--- Data Enclosed Below ---

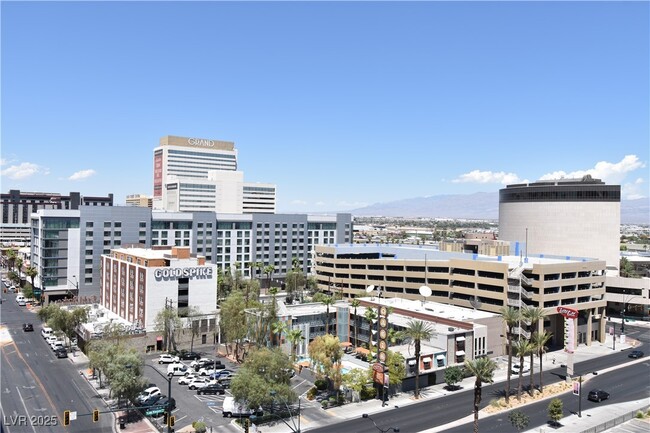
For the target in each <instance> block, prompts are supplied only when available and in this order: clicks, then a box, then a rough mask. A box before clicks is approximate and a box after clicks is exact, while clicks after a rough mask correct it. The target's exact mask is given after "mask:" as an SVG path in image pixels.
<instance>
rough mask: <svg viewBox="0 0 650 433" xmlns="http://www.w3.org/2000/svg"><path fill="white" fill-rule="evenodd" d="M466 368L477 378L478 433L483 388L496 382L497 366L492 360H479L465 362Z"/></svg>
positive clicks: (474, 387)
mask: <svg viewBox="0 0 650 433" xmlns="http://www.w3.org/2000/svg"><path fill="white" fill-rule="evenodd" d="M465 368H466V369H467V370H468V371H469V372H470V373H471V374H472V375H473V376H475V377H476V380H475V381H474V433H478V410H479V404H481V392H482V389H481V386H482V384H483V383H492V382H493V381H494V379H493V377H494V370H495V369H496V368H497V365H496V364H495V363H494V361H492V360H491V359H490V358H485V357H483V358H477V359H473V360H471V361H470V360H466V361H465Z"/></svg>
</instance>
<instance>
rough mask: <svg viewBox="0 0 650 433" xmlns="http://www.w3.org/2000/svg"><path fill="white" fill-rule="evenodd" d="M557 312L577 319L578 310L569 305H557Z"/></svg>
mask: <svg viewBox="0 0 650 433" xmlns="http://www.w3.org/2000/svg"><path fill="white" fill-rule="evenodd" d="M557 312H558V313H560V314H561V315H563V316H564V317H565V318H566V319H577V318H578V310H575V309H573V308H569V307H557Z"/></svg>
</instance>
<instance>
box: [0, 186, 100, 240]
mask: <svg viewBox="0 0 650 433" xmlns="http://www.w3.org/2000/svg"><path fill="white" fill-rule="evenodd" d="M0 202H1V203H2V206H1V207H0V243H1V244H2V245H19V246H22V245H27V244H28V243H29V238H30V230H29V225H30V217H31V214H32V213H33V212H36V211H37V210H39V209H79V207H80V206H113V194H109V195H108V196H106V197H84V196H82V195H81V194H80V193H78V192H71V193H70V194H69V195H67V196H64V195H61V194H58V193H49V192H21V191H20V190H17V189H12V190H9V193H8V194H1V195H0Z"/></svg>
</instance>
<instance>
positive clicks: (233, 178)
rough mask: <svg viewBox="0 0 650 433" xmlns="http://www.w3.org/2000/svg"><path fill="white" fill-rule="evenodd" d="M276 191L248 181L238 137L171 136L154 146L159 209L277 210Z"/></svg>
mask: <svg viewBox="0 0 650 433" xmlns="http://www.w3.org/2000/svg"><path fill="white" fill-rule="evenodd" d="M275 190H276V188H275V185H272V184H256V183H246V182H244V173H243V172H241V171H238V170H237V149H235V145H234V143H232V142H229V141H219V140H211V139H205V138H186V137H175V136H166V137H163V138H161V139H160V146H159V147H157V148H155V149H154V196H153V207H154V209H162V210H166V211H170V212H202V211H212V212H219V213H238V214H239V213H275V196H276V195H275Z"/></svg>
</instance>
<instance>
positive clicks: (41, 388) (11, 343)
mask: <svg viewBox="0 0 650 433" xmlns="http://www.w3.org/2000/svg"><path fill="white" fill-rule="evenodd" d="M11 344H12V345H13V346H14V348H15V349H16V354H18V356H19V357H20V359H21V360H22V361H23V362H24V363H25V367H27V369H28V370H29V372H30V373H31V374H32V377H33V378H34V380H35V381H36V384H37V385H38V386H39V388H41V391H43V395H45V398H46V399H47V401H48V402H49V403H50V407H51V408H52V410H53V411H54V412H53V413H56V414H58V412H57V410H56V405H55V404H54V403H53V402H52V399H51V398H50V395H49V394H48V393H47V391H46V390H45V387H44V386H43V383H42V382H41V380H40V379H39V378H38V376H37V375H36V373H34V370H32V367H30V366H29V364H28V363H27V361H25V358H23V355H22V353H20V350H18V347H17V346H16V343H13V342H12V343H11Z"/></svg>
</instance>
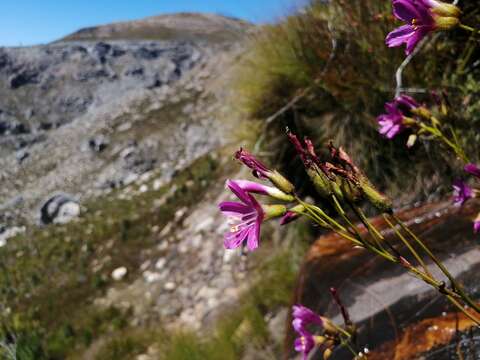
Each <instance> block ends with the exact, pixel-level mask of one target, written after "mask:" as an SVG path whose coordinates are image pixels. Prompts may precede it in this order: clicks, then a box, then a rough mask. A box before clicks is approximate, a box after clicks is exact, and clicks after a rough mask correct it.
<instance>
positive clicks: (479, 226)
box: [473, 219, 480, 234]
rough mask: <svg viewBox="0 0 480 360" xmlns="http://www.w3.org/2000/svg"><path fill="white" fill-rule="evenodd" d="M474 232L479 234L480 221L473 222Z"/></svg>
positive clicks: (479, 228) (474, 232) (473, 231)
mask: <svg viewBox="0 0 480 360" xmlns="http://www.w3.org/2000/svg"><path fill="white" fill-rule="evenodd" d="M473 232H474V233H475V234H478V232H480V219H478V220H475V221H474V222H473Z"/></svg>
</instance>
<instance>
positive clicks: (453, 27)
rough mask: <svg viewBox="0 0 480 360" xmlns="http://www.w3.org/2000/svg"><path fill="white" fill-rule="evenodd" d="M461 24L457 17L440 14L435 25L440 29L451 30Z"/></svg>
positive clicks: (440, 29) (437, 18)
mask: <svg viewBox="0 0 480 360" xmlns="http://www.w3.org/2000/svg"><path fill="white" fill-rule="evenodd" d="M458 24H460V20H458V18H456V17H448V16H440V17H437V18H436V19H435V26H436V28H437V29H438V30H450V29H453V28H454V27H456V26H457V25H458Z"/></svg>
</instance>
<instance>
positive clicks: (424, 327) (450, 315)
mask: <svg viewBox="0 0 480 360" xmlns="http://www.w3.org/2000/svg"><path fill="white" fill-rule="evenodd" d="M473 326H474V323H473V322H472V321H471V320H470V319H468V318H467V317H466V316H465V315H464V314H462V313H450V314H447V315H445V316H440V317H437V318H430V319H425V320H422V321H420V322H419V323H416V324H413V325H410V326H409V327H407V328H406V329H405V331H404V332H403V333H402V335H401V336H400V338H399V340H398V341H391V342H388V343H385V344H383V345H382V346H381V347H380V348H379V349H378V350H376V351H372V352H371V353H370V354H369V355H368V359H369V360H385V359H392V360H411V359H416V358H417V357H418V356H419V355H421V354H423V353H426V352H428V351H430V350H432V349H433V348H435V347H437V346H440V345H446V344H448V343H449V342H450V341H451V340H452V339H453V337H454V336H455V334H456V332H457V330H458V331H465V330H468V329H470V328H471V327H473Z"/></svg>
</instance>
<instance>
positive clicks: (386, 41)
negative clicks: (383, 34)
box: [385, 25, 415, 47]
mask: <svg viewBox="0 0 480 360" xmlns="http://www.w3.org/2000/svg"><path fill="white" fill-rule="evenodd" d="M414 34H415V30H414V29H413V27H412V26H411V25H403V26H400V27H399V28H397V29H395V30H393V31H392V32H390V33H389V34H388V35H387V38H386V39H385V43H386V44H387V46H388V47H396V46H400V45H402V44H404V43H406V42H407V41H408V39H410V38H411V37H412V36H413V35H414Z"/></svg>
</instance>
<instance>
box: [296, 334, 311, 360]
mask: <svg viewBox="0 0 480 360" xmlns="http://www.w3.org/2000/svg"><path fill="white" fill-rule="evenodd" d="M298 334H299V337H298V338H296V339H295V342H294V347H295V351H298V352H299V353H302V355H303V360H307V359H308V354H310V353H311V352H312V350H313V349H314V348H315V339H314V337H313V336H312V334H310V333H309V332H308V331H301V332H299V333H298Z"/></svg>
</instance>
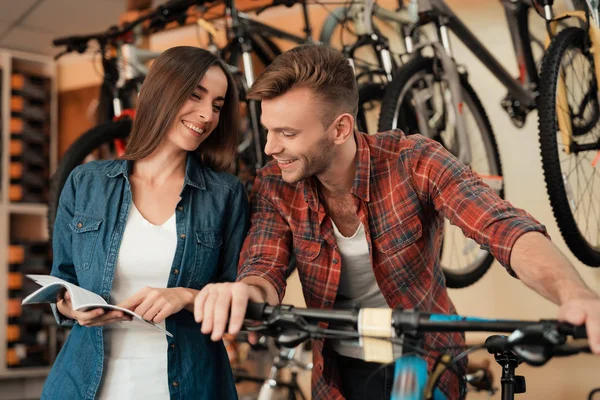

--- End of Enclosed Data ---

Activity —
List every line in the entries above that contains the string "positive". The match is case-sensitive.

Solved exercise —
positive clicks: (474, 387)
positive clicks: (233, 178)
positive clicks: (41, 388) (11, 343)
positive clicks: (479, 226)
positive clicks: (479, 228) (474, 232) (473, 231)
positive clicks: (453, 27)
positive clicks: (440, 29) (437, 18)
positive clicks: (424, 327) (450, 315)
positive clicks: (386, 41)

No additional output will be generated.